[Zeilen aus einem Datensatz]
===============

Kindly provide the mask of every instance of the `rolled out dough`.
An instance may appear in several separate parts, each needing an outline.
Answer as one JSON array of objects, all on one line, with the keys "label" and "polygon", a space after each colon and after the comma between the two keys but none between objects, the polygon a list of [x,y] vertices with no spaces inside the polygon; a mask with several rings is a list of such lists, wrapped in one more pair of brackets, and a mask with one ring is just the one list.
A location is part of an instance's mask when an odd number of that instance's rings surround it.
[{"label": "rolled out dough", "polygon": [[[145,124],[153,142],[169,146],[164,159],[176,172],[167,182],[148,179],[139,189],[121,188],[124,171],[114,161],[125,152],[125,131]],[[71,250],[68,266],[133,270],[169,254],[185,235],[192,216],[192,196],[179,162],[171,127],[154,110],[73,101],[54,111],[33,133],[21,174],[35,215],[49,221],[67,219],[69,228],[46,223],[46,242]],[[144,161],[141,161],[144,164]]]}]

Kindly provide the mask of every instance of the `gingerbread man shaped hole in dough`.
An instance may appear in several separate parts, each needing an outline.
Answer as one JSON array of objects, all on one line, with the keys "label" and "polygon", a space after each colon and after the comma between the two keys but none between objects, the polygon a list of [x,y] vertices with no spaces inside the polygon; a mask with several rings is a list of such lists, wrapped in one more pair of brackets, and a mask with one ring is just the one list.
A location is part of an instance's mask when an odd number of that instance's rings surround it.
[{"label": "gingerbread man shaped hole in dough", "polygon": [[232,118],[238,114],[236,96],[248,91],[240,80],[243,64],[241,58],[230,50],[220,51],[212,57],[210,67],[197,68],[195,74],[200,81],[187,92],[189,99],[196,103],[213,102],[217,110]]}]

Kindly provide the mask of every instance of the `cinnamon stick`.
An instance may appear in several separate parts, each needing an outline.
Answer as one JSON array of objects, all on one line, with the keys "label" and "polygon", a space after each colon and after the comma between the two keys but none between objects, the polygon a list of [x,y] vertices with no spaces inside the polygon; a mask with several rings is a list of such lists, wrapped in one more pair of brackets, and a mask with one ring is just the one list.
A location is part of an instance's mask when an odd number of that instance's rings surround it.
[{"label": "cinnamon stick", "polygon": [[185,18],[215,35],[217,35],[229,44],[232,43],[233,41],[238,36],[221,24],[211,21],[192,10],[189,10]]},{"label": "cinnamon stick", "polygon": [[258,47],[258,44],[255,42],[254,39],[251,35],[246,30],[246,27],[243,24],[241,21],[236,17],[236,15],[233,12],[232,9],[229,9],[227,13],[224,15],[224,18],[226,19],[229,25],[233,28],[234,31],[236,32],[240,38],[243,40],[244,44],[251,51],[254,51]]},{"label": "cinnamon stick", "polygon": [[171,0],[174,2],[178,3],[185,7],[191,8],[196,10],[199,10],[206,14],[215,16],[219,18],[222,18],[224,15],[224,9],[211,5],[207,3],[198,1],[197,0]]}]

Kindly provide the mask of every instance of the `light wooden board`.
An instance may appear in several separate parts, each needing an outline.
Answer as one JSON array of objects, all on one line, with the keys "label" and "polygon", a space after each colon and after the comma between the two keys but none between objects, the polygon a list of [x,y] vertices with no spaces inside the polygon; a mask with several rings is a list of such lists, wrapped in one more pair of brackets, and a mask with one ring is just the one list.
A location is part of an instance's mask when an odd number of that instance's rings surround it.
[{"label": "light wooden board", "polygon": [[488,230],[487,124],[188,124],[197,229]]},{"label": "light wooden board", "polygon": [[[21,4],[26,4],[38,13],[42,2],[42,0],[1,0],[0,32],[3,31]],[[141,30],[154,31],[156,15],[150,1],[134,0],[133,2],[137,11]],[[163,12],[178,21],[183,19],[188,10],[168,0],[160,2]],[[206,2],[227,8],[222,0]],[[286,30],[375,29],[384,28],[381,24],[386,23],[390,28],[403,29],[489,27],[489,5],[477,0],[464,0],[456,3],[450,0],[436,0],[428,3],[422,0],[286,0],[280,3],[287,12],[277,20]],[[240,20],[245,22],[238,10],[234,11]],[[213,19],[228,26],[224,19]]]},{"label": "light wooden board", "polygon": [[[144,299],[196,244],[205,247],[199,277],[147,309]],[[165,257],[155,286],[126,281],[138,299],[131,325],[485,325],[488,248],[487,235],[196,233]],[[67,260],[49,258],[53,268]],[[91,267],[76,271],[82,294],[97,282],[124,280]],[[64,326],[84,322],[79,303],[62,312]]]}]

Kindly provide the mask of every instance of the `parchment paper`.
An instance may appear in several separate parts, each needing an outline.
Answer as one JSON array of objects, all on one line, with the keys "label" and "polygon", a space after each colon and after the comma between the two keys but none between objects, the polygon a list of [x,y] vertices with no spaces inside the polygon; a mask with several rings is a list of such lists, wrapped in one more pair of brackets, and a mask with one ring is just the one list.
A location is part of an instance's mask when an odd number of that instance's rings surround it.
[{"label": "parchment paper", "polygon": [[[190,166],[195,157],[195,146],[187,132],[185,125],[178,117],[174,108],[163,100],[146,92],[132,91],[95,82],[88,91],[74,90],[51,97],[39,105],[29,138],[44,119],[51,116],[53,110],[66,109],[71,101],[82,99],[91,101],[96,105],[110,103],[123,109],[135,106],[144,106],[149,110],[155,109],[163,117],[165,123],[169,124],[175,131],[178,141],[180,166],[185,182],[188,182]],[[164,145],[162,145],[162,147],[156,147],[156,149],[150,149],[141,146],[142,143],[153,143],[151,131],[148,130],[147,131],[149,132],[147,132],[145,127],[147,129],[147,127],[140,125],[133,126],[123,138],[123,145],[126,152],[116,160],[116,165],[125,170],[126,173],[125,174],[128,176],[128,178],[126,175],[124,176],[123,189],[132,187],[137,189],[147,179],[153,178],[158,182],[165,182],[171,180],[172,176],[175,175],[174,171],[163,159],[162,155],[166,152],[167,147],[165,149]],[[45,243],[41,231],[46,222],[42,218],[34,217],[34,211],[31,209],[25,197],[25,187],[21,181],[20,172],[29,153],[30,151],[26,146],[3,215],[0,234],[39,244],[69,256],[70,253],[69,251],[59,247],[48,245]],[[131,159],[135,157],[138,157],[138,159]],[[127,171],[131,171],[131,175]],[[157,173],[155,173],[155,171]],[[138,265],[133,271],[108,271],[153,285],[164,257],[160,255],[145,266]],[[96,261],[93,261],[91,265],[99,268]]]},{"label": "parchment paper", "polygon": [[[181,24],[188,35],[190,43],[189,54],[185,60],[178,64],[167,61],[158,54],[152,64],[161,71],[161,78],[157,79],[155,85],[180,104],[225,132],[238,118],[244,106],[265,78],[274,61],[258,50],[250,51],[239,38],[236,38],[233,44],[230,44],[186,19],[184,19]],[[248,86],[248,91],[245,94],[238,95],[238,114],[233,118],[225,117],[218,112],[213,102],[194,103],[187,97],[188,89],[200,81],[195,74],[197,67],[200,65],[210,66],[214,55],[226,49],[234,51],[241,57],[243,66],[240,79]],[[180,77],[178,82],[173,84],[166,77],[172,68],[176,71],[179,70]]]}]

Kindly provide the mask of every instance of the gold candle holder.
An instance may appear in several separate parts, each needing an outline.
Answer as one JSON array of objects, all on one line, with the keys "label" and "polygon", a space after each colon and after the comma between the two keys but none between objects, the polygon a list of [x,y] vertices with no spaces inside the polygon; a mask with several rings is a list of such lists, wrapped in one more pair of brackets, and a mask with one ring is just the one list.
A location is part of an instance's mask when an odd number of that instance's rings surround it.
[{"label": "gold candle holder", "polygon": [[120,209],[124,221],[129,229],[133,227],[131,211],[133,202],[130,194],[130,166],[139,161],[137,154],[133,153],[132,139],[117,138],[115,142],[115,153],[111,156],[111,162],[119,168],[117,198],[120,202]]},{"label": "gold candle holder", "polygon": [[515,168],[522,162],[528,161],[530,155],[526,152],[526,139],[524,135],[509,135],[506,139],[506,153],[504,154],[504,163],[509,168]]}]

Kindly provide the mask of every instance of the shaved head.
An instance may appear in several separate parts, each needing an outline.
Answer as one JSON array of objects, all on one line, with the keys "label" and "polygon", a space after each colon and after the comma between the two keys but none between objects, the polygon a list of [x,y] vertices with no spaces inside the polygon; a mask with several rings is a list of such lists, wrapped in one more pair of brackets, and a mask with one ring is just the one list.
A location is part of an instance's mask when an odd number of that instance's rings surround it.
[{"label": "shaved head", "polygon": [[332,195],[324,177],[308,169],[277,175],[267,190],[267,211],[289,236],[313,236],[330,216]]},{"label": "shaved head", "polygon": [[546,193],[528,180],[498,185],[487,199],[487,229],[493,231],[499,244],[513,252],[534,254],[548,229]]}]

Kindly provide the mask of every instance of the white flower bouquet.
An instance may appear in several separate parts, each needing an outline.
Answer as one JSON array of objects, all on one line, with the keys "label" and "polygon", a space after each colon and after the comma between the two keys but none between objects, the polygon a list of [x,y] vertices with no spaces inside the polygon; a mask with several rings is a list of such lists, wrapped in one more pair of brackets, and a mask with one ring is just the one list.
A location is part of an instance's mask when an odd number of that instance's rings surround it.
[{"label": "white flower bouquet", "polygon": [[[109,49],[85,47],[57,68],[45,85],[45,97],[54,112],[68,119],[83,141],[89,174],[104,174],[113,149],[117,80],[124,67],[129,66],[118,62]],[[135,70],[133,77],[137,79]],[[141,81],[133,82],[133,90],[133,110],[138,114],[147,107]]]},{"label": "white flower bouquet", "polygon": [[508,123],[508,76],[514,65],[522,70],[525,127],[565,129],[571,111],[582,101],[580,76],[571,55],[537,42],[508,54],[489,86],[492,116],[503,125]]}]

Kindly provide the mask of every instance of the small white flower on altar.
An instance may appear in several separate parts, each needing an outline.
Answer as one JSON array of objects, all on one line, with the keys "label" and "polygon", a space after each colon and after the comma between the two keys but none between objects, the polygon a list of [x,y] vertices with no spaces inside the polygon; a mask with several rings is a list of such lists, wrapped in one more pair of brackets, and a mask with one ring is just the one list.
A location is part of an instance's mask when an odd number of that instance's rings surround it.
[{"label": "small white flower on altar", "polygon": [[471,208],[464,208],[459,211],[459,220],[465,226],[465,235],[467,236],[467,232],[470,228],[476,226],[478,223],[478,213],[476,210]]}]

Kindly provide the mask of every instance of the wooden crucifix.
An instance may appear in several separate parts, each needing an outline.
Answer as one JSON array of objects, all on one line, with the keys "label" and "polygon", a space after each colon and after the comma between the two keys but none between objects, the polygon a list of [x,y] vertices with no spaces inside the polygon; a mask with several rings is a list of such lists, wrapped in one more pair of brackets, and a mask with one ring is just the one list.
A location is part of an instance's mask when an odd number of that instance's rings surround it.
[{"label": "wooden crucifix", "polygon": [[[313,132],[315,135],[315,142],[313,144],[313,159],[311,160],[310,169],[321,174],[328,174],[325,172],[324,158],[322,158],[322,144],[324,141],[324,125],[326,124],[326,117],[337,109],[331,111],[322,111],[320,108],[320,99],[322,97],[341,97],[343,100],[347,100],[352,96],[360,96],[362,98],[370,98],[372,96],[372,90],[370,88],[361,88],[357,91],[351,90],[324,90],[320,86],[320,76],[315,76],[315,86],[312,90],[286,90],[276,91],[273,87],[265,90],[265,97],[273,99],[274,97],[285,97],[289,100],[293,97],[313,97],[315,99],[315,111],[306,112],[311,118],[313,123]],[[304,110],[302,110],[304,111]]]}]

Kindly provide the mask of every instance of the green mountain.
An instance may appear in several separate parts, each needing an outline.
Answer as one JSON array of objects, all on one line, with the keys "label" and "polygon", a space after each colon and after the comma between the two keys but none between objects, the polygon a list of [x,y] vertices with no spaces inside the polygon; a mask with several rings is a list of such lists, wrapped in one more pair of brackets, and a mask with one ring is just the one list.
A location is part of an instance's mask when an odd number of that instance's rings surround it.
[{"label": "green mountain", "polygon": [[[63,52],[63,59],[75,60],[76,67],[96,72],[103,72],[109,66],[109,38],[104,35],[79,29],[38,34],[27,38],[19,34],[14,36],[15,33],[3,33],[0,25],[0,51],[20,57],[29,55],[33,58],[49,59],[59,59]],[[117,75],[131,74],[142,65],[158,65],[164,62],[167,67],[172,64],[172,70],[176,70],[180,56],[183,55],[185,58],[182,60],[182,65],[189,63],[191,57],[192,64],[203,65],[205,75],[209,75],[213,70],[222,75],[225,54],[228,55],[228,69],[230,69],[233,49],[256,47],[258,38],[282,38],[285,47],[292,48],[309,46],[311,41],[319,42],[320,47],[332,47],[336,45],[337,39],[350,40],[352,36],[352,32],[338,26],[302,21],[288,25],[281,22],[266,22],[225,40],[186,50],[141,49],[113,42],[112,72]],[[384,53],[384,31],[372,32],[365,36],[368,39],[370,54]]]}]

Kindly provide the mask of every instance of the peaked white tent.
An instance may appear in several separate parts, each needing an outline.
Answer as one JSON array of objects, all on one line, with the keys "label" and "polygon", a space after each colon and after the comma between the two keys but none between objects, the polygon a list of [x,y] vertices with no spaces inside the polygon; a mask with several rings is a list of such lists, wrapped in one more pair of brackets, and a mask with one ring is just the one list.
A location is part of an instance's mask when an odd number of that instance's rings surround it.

===============

Zieh aus den Zeilen oben jede heraus, in der das Wort „candle“ vorkommt.

▶ _ERGEBNIS_:
Kindly provide the mask of every instance of the gold candle holder.
[{"label": "gold candle holder", "polygon": [[120,209],[124,221],[129,229],[133,227],[131,211],[133,202],[130,194],[130,166],[139,161],[137,154],[133,153],[132,139],[117,138],[115,142],[115,153],[111,156],[111,162],[119,168],[117,198],[120,202]]},{"label": "gold candle holder", "polygon": [[515,168],[522,162],[528,161],[530,155],[526,152],[526,139],[524,135],[509,135],[506,139],[506,153],[504,154],[504,163],[509,168]]}]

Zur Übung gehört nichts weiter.